What needs to be done
Reproduce all the entries, matching the original word for word.

Start of Available data

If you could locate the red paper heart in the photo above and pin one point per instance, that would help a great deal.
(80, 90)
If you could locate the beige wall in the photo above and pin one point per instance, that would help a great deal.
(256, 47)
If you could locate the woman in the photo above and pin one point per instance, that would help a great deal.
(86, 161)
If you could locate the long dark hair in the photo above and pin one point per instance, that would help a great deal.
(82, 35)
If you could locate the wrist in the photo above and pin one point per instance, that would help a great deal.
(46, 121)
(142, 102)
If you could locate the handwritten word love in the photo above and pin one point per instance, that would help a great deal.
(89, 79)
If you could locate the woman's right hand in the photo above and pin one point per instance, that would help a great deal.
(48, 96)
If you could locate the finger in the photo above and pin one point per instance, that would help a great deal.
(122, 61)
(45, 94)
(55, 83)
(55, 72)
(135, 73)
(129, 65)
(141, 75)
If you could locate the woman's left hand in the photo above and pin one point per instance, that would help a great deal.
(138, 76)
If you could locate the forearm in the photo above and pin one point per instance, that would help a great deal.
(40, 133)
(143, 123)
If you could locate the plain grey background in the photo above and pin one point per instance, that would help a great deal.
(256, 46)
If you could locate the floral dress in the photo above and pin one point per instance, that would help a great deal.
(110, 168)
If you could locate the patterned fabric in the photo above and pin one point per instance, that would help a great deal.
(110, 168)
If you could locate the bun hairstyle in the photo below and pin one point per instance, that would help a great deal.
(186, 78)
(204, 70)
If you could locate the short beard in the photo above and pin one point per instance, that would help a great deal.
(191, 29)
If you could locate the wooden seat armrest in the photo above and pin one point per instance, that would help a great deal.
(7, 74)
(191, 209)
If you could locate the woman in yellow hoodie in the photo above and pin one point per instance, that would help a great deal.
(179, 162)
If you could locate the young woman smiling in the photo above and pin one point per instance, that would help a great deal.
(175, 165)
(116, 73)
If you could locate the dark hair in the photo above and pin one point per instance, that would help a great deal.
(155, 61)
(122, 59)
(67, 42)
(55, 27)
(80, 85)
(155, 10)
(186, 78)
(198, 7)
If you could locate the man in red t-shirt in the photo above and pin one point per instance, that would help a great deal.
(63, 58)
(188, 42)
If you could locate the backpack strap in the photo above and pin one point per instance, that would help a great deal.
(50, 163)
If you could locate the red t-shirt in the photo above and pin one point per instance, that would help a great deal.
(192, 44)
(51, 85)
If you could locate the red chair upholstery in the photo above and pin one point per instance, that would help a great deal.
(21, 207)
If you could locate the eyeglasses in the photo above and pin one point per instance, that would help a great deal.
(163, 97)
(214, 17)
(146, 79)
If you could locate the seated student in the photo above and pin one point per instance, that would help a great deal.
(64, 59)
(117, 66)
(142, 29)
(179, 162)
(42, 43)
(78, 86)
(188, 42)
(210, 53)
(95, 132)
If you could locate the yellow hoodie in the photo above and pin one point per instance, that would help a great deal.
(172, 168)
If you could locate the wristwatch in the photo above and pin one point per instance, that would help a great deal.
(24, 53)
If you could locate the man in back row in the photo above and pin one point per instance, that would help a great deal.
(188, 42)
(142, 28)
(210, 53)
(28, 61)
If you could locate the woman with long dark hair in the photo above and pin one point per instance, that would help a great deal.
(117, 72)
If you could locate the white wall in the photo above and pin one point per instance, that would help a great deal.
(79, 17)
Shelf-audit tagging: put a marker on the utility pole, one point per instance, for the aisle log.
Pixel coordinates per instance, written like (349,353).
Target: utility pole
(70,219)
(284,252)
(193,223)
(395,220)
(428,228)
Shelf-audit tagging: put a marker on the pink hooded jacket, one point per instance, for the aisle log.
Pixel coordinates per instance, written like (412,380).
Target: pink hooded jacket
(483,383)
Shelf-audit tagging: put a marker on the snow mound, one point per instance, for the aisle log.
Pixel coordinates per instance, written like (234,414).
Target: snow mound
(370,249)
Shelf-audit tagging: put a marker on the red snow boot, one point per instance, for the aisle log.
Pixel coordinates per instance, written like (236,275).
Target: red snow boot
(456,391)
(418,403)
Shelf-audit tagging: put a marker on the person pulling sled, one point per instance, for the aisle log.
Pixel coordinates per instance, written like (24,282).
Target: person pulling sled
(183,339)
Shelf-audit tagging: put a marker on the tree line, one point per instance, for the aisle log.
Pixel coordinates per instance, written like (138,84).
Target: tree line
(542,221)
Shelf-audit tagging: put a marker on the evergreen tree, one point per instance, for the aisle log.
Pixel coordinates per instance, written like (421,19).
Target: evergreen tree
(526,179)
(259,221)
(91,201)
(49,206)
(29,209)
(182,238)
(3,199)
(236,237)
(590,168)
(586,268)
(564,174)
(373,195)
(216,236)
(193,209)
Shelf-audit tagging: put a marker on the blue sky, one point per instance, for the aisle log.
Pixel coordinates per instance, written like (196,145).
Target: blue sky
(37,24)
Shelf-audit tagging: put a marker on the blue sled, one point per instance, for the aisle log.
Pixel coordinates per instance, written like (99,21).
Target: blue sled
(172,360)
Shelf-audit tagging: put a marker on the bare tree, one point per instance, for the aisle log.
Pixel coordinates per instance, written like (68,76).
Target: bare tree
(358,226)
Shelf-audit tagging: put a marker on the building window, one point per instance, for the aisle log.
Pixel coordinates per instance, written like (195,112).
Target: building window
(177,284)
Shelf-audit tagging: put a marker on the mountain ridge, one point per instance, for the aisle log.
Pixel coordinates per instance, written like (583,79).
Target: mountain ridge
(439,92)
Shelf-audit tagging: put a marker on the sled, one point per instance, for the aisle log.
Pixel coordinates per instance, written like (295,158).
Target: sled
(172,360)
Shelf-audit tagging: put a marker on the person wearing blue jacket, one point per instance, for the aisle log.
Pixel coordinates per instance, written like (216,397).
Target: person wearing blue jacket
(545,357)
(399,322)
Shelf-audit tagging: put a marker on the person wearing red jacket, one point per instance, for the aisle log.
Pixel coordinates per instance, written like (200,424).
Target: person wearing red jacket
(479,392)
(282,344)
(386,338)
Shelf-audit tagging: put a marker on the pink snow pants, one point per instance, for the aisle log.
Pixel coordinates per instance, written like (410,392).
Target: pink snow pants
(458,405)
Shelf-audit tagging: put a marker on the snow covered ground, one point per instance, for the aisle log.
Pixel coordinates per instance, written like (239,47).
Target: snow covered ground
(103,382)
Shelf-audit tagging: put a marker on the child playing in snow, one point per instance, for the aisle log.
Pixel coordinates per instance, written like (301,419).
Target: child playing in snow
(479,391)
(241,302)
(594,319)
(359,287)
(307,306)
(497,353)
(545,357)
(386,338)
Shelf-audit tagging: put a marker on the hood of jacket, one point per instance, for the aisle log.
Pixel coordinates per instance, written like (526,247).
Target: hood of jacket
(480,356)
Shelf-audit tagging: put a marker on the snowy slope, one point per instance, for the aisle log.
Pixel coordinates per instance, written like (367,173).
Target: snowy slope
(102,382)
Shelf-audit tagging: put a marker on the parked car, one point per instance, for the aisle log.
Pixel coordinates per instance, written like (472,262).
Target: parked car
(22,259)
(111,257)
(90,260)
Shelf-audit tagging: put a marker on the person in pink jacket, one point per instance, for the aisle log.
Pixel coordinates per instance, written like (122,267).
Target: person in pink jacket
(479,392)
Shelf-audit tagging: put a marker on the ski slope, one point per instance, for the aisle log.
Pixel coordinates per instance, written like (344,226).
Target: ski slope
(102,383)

End of Available data

Your solution
If you could locate the red paper heart in the photo above and pin one point per instance, that would help a great deal.
(80, 90)
If you could locate the beige wall in the photo above and pin one point per instance, that would help a great deal.
(256, 47)
If you could locate the woman in the photo above and pin one point per instance, that would help a great deal.
(86, 161)
If you could locate the long dark hair in the photo above and pin one point per instance, that would help a great deal.
(82, 35)
If you could locate the wrist in the photo above and pin one point per instance, that would help a great deal.
(46, 121)
(142, 102)
If you could locate the handwritten word love in the photo above and pin one point per instance, that would help a great deal.
(89, 79)
If you could locate the woman's right hand in the photo above and pin one point per instance, that would help a great deal.
(48, 96)
If you could locate the finger in the photo above and pin one point per instance, that would help a great deal.
(122, 61)
(45, 94)
(55, 83)
(55, 72)
(135, 73)
(129, 65)
(141, 75)
If you could locate the woman's left hand in the photo above and pin one point per instance, that would help a great deal.
(138, 76)
If you could locate the forearm in the photo above and pin one point per instance, that would help a great deal.
(40, 133)
(143, 123)
If you could locate the plain grey background in the photo above and pin one point per instance, that would help a great deal.
(256, 46)
If you could locate the floral dress in the photo above and pin one point per instance, that would help a great deal.
(110, 168)
If you could locate the patterned fabric in the photo above and pin one point per instance, that would help a great deal.
(110, 168)
If you could locate the bun hairstyle in the photo below and pin one point per instance, that would help a great deal.
(186, 78)
(204, 70)
If you could locate the short beard in the photo above and pin one point per instance, that would help a great deal.
(191, 29)
If you could locate the wooden seat armrest in the photo above and pin one point per instance, that would help a great deal.
(7, 74)
(191, 209)
If you could locate the woman in yellow hoodie in the photo above and pin one point per instance, that would help a great deal.
(179, 162)
If you could locate the young woman smiling in the photo above and pin one point per instance, that would help a great deal.
(175, 165)
(116, 73)
If you could locate the dark hair in the photo above and pin one point per instance, that would help a great deal.
(155, 61)
(122, 59)
(67, 42)
(55, 27)
(80, 85)
(155, 10)
(186, 78)
(198, 7)
If you could locate the man in red t-shirt in the photo above and pin one point per instance, that would help a great deal.
(63, 58)
(188, 42)
If you could locate the backpack strap in the photo above and pin one point per instance, that would help a great deal.
(50, 163)
If you could locate the red t-shirt in the photo above and pin one point per instance, that would help a great deal.
(192, 44)
(51, 85)
If you could locate the red chair upholstery in the photo above and pin one point per instance, that would help a great deal.
(21, 207)
If you could locate the eyeglasses in the photo above and pin one point per instance, that would help a great deal.
(163, 97)
(214, 17)
(146, 79)
If you could locate the seated student in the photo above and pin one point per instance, that would help a great deal.
(64, 59)
(117, 66)
(142, 29)
(179, 162)
(42, 43)
(78, 86)
(188, 42)
(210, 53)
(95, 132)
If you could locate the yellow hoodie in the photo above and pin one point per instance, that would help a great deal.
(172, 168)
If you could locate the wristwatch in the photo above and pin one point per instance, that would help a great deal.
(24, 53)
If you could locate the man in back row in the photo above and pin one point per instance, that would help a great deal.
(188, 42)
(142, 28)
(210, 53)
(28, 61)
If you could locate the woman with long dark hair in the photo above and pin one point per instance, that would help a great deal.
(117, 72)
If you could locate the white wall in the photo above and pin one point per instance, that would help a great deal.
(79, 17)
Shelf-audit tagging: put a marker on the utility pole, one point per instance, for the aisle log.
Pixel coordinates per instance, written like (349,353).
Target: utility pole
(70,219)
(284,252)
(193,223)
(395,220)
(428,228)
Shelf-audit tagging: put a marker on the pink hooded jacket, one point per instance, for the aisle log.
Pixel coordinates per instance, written like (412,380).
Target: pink hooded jacket
(483,383)
Shelf-audit tagging: put a marker on the snow mound, one point per instance, for the aisle log.
Pixel coordinates per instance, written like (234,414).
Target: snow mound
(370,249)
Shelf-audit tagging: put a marker on the red snow boot, one point per instance, for the aisle log.
Pixel coordinates per instance, written like (236,275).
Target: red snow boot
(456,391)
(418,403)
Shelf-audit tagging: put a marker on the person pulling sled, one point per instance, for the aisle log.
Pixel coordinates per instance, written like (24,282).
Target: person pulling sled
(183,339)
Shelf-audit tagging: put a marker on the tree line, one point per instance, for the aisle log.
Pixel coordinates per instance, written like (138,84).
Target: tree line
(542,221)
Shelf-audit tagging: put a marker on the evergreen tree, one point per instance, for the aisle log.
Pixel coordinates per instance, written like (421,19).
Target: evergreen tree
(526,179)
(259,221)
(91,201)
(49,206)
(29,209)
(182,238)
(3,199)
(236,237)
(590,168)
(586,268)
(564,174)
(373,195)
(216,236)
(193,209)
Shelf-audit tagging: put a marker on the blue sky, one point per instance, for the aisle log.
Pixel coordinates per instance, written like (196,145).
Target: blue sky
(37,24)
Shelf-audit tagging: put a marker on the blue sled, one point per instance, for the aisle log.
Pixel coordinates per instance, written like (99,21).
Target: blue sled
(172,360)
Shelf-audit tagging: put a marker on the bare tree, one point per instance, for the aisle log.
Pixel coordinates per instance, written like (68,76).
Target: bare tree
(358,226)
Shelf-audit tagging: put a marker on the building window, one point per instance, for the aisle log.
Pixel coordinates per instance, written like (195,112).
Target: building window
(177,284)
Shelf-audit tagging: put a marker on the mountain ridge, one point per instance, for the aisle log.
Pixel coordinates per instance, written like (583,79).
Target: mountain ridge
(439,92)
Shelf-audit tagging: put a marker on the sled, one point per instance, for the aisle log.
Pixel coordinates per instance, written like (295,158).
Target: sled
(172,360)
Shelf-audit tagging: put a marker on the person wearing blue jacket, one point per instance, for the aisle log.
Pixel coordinates per instance, written like (216,397).
Target: person wearing blue jacket
(545,357)
(399,322)
Shelf-audit tagging: put a marker on the person wearing red jacket, one point per instance, for the aisle log.
Pixel coordinates per instance, written like (200,424).
Target: person wearing red jacket
(479,392)
(282,344)
(386,338)
Shelf-audit tagging: put a marker on the pink snow pants, one point per instance, for the aisle log.
Pixel coordinates per instance, written like (410,392).
Target: pink snow pants
(458,405)
Shelf-audit tagging: put a marker on the snow covered ground, one point per instance, for the aisle log.
Pixel coordinates per instance, written like (239,47).
Target: snow covered ground
(103,382)
Shelf-audit tagging: put a marker on the child playing in snow, one point per instance, for the aisle log.
Pixel coordinates per instance, written like (301,419).
Target: child playing in snow
(479,391)
(241,302)
(594,319)
(359,287)
(307,306)
(497,353)
(545,357)
(386,338)
Shelf-audit tagging: put a marker on the hood of jacket, one point per instance, for the aisle log.
Pixel coordinates per instance, written like (526,247).
Target: hood of jacket
(480,356)
Shelf-audit tagging: put a marker on the snowy slope, one point per instance, for the aisle log.
Pixel coordinates per instance, written like (367,173).
Target: snowy slope
(102,382)
Shelf-audit tagging: put a marker on the parked car, one point per instance, for the aisle log.
Pixel coordinates per instance, written like (472,262).
Target: parked car
(22,259)
(111,257)
(90,260)
Shelf-audit tagging: put a marker on the person in pink jacket, one point per instance, for the aisle log.
Pixel coordinates per instance, written like (122,267).
Target: person in pink jacket
(479,392)
Shelf-audit tagging: put a marker on the ski slope, one point per instance, for the aisle log.
Pixel coordinates per instance, written like (344,226).
Target: ski slope
(102,383)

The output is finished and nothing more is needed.